An important finding in the present study is that the enhanced LTM was not observed following the interruption of the information flow (i.e. severing the osphradial nerve) from the osphradium to the CNS. Lymnaea detect the predator-released kairomone and as a result make modifications to their behaviour (Dalesman et al., 2006; Orr et al., 2007). Based on the data presented here (Fig. 9) it appears that Lymnaea detect CE via chemosensory neurones in the osphradium. In molluscs the osphradium is a chemosensory organ perceiving and analyzing various odorants (Wedemeyer and Schild, 1995), and stimulation of the osphradium by various chemical and physical stimuli has been associated with the changes in the responses of CNS neurons (Kamardin et al., 2001). In Lymnaea eliciting the activity of the osphradial neurones by current injection was followed by the activity of the CPG neurone RPeD1, suggesting that peripheral information from the osphradium can be relayed to the CNS via direct synaptic connection (Bell et al., 2008). Interestingly, immunohistochemical methods have indicated that 5-HT neurons are present in the osphradium of Lymnaea (Nezlin et al., 1994). Furthermore serotonin application to the osphradium depolarizes three osphradial ganglionic cells (GC1–3), which synapse on neurons in the central ganglia of Lymnaea. It has been suggested (Wedemeyer and Schild, 1995; Kamardin et al., 1999) that this peripheral serotonergic system plays a role in processing chemosensory information. However, since the interaction between central and peripheral nervous system of molluscs, as regards mediation of adaptive behaviours, is complicated and controversial (Lukowiak and Jacklet, 1972; Lukowiak and Colebrook, 1988), further investigation regarding the role of the serotonergic system in respect of chemosensory perception and vigilance behaviours during the exposure to CE is necessary.

### Required action
Please answer from the extract: which cells are depolarized when serotonin is applied to the osphradium of Lymnaea?

### Data extract
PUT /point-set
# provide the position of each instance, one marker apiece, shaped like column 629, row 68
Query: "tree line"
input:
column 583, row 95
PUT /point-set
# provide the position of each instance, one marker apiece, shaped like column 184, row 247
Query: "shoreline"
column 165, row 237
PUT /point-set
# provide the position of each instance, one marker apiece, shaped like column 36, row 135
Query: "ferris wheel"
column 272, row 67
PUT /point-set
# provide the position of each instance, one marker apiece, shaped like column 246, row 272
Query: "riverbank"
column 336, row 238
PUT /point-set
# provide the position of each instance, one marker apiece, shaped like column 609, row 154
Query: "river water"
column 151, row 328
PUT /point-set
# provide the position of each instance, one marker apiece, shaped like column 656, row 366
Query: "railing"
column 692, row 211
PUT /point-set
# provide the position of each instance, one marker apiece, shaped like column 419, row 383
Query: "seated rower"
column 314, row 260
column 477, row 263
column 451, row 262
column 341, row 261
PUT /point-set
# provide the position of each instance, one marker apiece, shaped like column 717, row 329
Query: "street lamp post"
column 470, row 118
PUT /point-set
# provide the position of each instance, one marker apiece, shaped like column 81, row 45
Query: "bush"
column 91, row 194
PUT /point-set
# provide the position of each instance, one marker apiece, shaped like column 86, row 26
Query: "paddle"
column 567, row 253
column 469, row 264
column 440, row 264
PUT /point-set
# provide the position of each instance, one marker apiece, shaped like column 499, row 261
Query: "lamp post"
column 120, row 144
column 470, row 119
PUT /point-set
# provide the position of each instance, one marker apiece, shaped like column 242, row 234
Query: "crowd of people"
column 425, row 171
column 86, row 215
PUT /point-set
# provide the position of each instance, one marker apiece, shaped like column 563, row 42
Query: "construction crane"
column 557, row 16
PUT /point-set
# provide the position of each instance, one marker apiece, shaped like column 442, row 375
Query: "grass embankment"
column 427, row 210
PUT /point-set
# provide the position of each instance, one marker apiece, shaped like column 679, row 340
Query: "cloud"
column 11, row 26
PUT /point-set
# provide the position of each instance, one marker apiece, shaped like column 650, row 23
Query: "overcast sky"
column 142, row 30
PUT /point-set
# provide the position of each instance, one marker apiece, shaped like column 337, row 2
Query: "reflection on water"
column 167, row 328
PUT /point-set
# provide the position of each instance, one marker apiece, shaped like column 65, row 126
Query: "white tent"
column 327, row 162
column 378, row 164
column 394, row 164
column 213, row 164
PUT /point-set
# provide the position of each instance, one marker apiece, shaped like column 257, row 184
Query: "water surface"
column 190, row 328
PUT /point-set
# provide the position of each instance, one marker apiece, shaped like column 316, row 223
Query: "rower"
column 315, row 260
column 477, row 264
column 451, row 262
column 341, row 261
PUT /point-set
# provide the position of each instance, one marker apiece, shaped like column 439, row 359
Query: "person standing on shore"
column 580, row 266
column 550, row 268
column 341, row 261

### Answer below
Three osphradial ganglionic cells (GC1–3).